WORK INSTRUCTIONS » The entries below are to be repeated exactly, with the pictures left out.

RECORD EXCERPTS »
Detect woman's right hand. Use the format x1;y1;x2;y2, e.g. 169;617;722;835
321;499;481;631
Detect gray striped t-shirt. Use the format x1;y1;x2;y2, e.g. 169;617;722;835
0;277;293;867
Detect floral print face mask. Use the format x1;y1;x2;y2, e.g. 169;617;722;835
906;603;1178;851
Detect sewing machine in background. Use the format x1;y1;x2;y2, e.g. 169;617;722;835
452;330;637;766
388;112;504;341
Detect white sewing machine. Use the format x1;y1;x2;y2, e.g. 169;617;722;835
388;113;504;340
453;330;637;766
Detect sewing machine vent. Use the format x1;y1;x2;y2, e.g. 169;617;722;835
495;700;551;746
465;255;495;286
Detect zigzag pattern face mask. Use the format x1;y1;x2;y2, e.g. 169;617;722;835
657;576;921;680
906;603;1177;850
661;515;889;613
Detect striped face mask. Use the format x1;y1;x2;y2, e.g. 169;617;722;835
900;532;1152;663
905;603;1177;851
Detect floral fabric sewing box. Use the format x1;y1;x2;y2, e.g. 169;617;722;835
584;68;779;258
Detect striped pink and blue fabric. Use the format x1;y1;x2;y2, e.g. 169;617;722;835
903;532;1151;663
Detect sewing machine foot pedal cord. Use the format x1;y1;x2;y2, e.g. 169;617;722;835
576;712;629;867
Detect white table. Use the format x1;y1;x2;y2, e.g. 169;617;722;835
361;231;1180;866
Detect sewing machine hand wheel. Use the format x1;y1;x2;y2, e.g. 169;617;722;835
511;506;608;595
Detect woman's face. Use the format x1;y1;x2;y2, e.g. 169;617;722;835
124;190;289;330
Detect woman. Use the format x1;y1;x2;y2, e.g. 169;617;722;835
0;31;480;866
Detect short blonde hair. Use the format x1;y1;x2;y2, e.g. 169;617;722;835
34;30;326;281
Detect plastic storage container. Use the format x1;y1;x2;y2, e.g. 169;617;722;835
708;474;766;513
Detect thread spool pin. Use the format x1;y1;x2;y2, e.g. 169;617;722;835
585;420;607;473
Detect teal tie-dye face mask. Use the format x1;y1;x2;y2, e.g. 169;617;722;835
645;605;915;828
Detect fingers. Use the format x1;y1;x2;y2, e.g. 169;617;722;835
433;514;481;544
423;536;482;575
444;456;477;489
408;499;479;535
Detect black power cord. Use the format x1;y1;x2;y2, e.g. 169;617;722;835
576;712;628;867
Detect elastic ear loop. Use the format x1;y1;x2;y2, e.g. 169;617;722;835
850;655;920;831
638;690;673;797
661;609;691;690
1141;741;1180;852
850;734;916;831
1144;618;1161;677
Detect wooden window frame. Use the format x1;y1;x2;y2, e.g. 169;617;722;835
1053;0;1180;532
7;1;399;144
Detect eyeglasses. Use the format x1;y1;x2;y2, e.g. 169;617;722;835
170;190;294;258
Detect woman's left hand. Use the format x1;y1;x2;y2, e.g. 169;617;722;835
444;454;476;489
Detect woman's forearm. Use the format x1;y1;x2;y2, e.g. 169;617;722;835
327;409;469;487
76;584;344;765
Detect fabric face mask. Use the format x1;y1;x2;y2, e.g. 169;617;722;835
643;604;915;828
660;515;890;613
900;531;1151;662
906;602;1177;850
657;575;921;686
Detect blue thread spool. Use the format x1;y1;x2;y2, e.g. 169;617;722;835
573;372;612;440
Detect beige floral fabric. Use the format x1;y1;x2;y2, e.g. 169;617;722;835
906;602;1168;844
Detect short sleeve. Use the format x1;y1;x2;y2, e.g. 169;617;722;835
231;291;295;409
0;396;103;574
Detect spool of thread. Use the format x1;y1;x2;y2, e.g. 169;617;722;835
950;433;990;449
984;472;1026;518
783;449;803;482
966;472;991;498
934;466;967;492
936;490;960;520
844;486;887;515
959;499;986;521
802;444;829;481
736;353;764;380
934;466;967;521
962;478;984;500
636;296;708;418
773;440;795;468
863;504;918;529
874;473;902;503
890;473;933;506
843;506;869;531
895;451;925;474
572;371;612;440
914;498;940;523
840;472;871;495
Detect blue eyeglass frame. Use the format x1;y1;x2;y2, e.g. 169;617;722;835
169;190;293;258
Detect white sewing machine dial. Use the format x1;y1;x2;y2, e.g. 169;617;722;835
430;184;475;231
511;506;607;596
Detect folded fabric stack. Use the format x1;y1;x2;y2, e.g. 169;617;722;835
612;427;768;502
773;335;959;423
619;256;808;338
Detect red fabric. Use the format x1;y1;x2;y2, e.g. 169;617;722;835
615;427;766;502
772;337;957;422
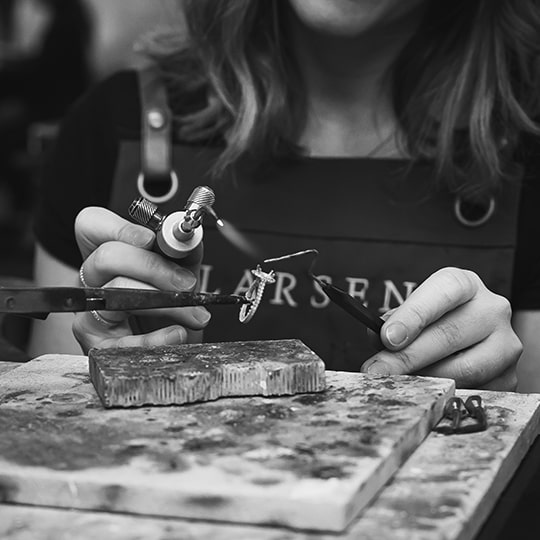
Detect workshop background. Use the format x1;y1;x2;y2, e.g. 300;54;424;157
0;0;181;280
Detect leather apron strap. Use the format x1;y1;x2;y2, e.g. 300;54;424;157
136;66;179;203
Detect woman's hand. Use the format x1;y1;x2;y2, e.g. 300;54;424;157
72;207;210;354
361;267;522;390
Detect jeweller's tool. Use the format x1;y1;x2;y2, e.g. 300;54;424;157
437;395;488;435
128;185;222;259
444;397;467;432
463;395;488;432
0;287;248;319
238;249;385;332
127;187;253;321
267;249;384;333
311;277;384;333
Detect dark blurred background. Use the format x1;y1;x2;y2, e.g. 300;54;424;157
0;0;182;360
0;0;180;280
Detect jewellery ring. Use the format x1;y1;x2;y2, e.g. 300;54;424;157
79;264;119;327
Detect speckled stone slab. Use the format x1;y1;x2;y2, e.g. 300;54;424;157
2;390;539;540
88;339;326;408
0;360;20;376
0;354;454;532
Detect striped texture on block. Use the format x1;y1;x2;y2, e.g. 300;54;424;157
88;339;326;408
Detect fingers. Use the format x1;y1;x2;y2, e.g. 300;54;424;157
102;326;189;349
75;206;203;268
415;332;522;389
75;207;155;259
363;301;492;375
379;268;481;351
477;367;518;392
73;315;131;354
360;268;520;389
74;206;209;353
81;242;198;292
80;275;212;329
73;313;189;354
366;308;397;351
73;274;210;354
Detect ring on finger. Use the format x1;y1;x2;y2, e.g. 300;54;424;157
80;264;120;327
79;264;90;287
89;309;120;327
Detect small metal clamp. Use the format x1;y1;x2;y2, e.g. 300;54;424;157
437;395;488;435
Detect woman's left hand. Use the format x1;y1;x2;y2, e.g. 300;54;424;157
361;267;522;390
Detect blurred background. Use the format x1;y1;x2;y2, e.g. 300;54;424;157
0;0;183;358
0;0;182;278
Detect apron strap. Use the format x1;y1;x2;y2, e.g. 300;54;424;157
137;66;179;203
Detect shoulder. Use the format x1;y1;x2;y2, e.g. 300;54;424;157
73;69;142;138
33;70;143;268
97;69;141;108
42;69;143;182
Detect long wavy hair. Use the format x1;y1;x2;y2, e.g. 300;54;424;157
146;0;540;197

RESPONSE BELOW »
Detect woman's right hand. Use the format x1;y1;x2;y2, e.g. 169;617;722;835
321;499;481;631
Detect gray striped t-shirt. Use the format x1;y1;x2;y2, e.g. 169;617;722;835
0;277;293;867
Detect floral print face mask. Use the format x1;y1;x2;y2, e.g. 169;617;722;835
906;603;1178;851
Detect sewing machine in background. Use the format x1;y1;x2;y2, e.g. 169;617;722;835
452;330;637;766
388;112;504;341
Detect white sewing machine. Use the format x1;y1;x2;y2, e.g. 169;617;722;835
388;113;504;340
453;330;637;766
Detect sewing machine vent. Use the format x1;y1;x2;y2, e.g. 169;617;722;835
495;700;551;746
465;255;495;286
Detect zigzag pattern face mask. Use the format x1;y1;x2;y2, e.g. 169;617;722;835
657;576;921;680
906;603;1177;850
661;515;889;613
Detect striped face mask. Use the format x1;y1;x2;y2, e.g. 169;617;722;835
900;532;1152;663
905;603;1177;851
Detect floral fabric sewing box. Use the format x1;y1;x2;y2, e.g. 169;617;722;835
584;68;779;258
Detect striped pink and blue fabric. Use the format x1;y1;x2;y2, e.g. 169;617;722;835
903;532;1151;663
Detect sewing machine foot pedal cord. Use the format x1;y1;x2;y2, e.g. 169;617;722;835
576;712;629;867
Detect white table. Use the format x1;y1;x2;y2, e.g. 169;617;722;835
361;231;1180;866
Detect sewing machine hand wheel. Use the format x1;y1;x2;y2, e.g. 169;617;722;835
511;506;608;595
Detect woman's face. Use the format x1;y1;x2;y2, e.g. 169;617;722;835
124;190;289;330
Detect woman. Use the format x1;y1;x2;y2, e.g. 169;617;722;835
0;31;480;866
Detect short blonde hair. Use the format x1;y1;x2;y2, e.g. 169;617;722;835
34;30;326;281
Detect plastic storage container. Use the format x1;y1;x2;y2, e.g. 169;617;722;835
708;474;766;513
Detect thread spool pin. Use the format x1;y1;x2;y2, e.g. 169;617;722;835
585;420;607;473
Detect teal tie-dye face mask. Use the format x1;y1;x2;y2, e.g. 169;617;722;835
645;605;915;828
Detect fingers. Use the format x1;y1;x2;y2, e.g. 169;617;722;835
433;514;481;544
423;536;482;575
444;456;477;489
408;499;479;535
Detect black power cord. Use the format x1;y1;x2;y2, e.g. 169;617;722;835
576;712;628;867
Detect elastic ear loop. Use the format x1;y1;x2;y2, e.g. 169;617;722;835
850;655;920;831
638;690;673;797
661;609;691;690
1141;741;1180;852
850;734;916;831
1144;618;1161;677
Detect wooden window frame. Use the format x1;y1;x2;y2, e.g. 169;617;722;835
1053;0;1180;532
7;1;399;144
Detect eyeglasses. Use the format x1;y1;x2;y2, e.g. 169;617;722;835
170;190;294;258
Detect woman's left hand. Use the format x1;y1;x2;y2, e.g. 169;617;722;835
444;454;476;489
Detect woman's forearm. Use the format x1;y1;x2;y2, e.g. 169;617;722;835
327;409;469;487
76;584;344;765
Detect fabric face mask. Use the format x1;y1;x2;y2, e.g. 169;617;722;835
643;604;915;828
660;515;890;613
900;531;1151;662
906;602;1177;850
657;575;921;686
Detect blue thread spool. Use the format x1;y1;x2;y2, e.g. 169;617;722;835
573;372;612;440
Detect beige floral fabric. Use the format x1;y1;x2;y2, e.g. 169;617;722;835
906;602;1168;844
Detect short sleeve. Use the format x1;y1;x2;y2, e.g. 169;617;722;835
231;291;295;409
0;396;103;574
Detect spool of thread. Use the format x1;y1;x2;y2, e.g. 169;617;722;835
950;433;990;449
984;472;1026;518
783;449;803;482
966;472;991;498
934;466;967;492
936;490;960;520
844;486;887;515
959;499;986;521
802;444;829;481
736;353;764;380
934;466;967;521
962;478;984;500
636;296;708;418
773;440;795;468
863;504;918;529
874;473;902;503
890;473;933;506
843;506;869;531
895;451;925;474
572;371;612;440
914;498;940;523
840;472;871;495
Detect blue eyeglass frame. Use the format x1;y1;x2;y2, e.g. 169;617;722;835
169;190;293;258
Detect white sewing machine dial. Use the format x1;y1;x2;y2, e.g. 169;617;722;835
430;184;475;231
511;506;607;596
Detect folded fabric stack. Use the format x1;y1;x2;y2, e.g. 169;617;722;835
612;427;768;502
773;335;959;423
619;256;808;338
Detect red fabric. Use the format x1;y1;x2;y2, e.g. 169;617;722;835
615;427;766;502
772;337;957;422
Detect workshop background. Use the format x1;y1;x2;y2, e.g. 300;54;424;157
0;0;181;280
Detect leather apron strap. Use the format x1;y1;x2;y2, e.g. 300;54;424;157
136;66;179;203
Detect woman's hand. Use the format x1;y1;x2;y2, e.g. 300;54;424;157
72;207;210;354
361;267;522;390
Detect jeweller's tool. Use the format x1;y1;x2;y2, e.g. 300;54;424;157
437;395;488;435
128;185;222;259
444;397;467;432
463;395;488;432
0;287;248;319
238;249;385;332
127;187;253;321
267;249;384;333
311;277;384;333
Detect dark blurred background. Use the format x1;y1;x2;y2, e.g. 300;54;424;157
0;0;182;360
0;0;180;280
Detect jewellery ring. Use the format x1;y1;x2;y2, e.g. 300;54;424;157
79;264;119;327
Detect speckled stone slab. Use the format x1;y1;x2;y2, e.g. 300;54;424;157
2;390;539;540
88;339;326;408
0;360;20;376
0;354;454;532
Detect striped texture on block. Use the format x1;y1;x2;y2, e.g. 300;54;424;157
88;339;326;408
Detect fingers. Use the format x1;y1;x2;y2, e.g. 300;54;424;157
102;326;189;349
75;206;203;268
415;332;522;389
75;207;155;259
363;301;492;375
379;268;481;351
477;367;518;392
73;315;131;354
360;268;520;389
74;206;209;353
81;242;198;292
80;275;212;329
73;313;189;354
366;308;397;351
73;274;210;354
Detect ring on finger. Use the format x1;y1;x2;y2, e.g. 300;54;424;157
80;264;120;327
79;264;90;287
89;309;120;327
Detect small metal clamp. Use the format x1;y1;x2;y2, e.g. 300;54;424;157
437;395;488;435
Detect woman's left hand. Use the format x1;y1;x2;y2, e.g. 300;54;424;157
361;267;522;390
Detect blurred background. Use the format x1;y1;x2;y2, e.g. 300;54;424;157
0;0;183;358
0;0;182;278
Detect apron strap. Use the format x1;y1;x2;y2, e.g. 300;54;424;157
137;66;179;203
Detect shoulder. Use the format x1;y1;x2;y2, e.g. 300;54;424;157
73;69;142;138
33;70;143;268
97;69;141;108
42;69;143;182
Detect long wavy hair. Use the format x1;y1;x2;y2, e.g. 300;54;424;157
146;0;540;197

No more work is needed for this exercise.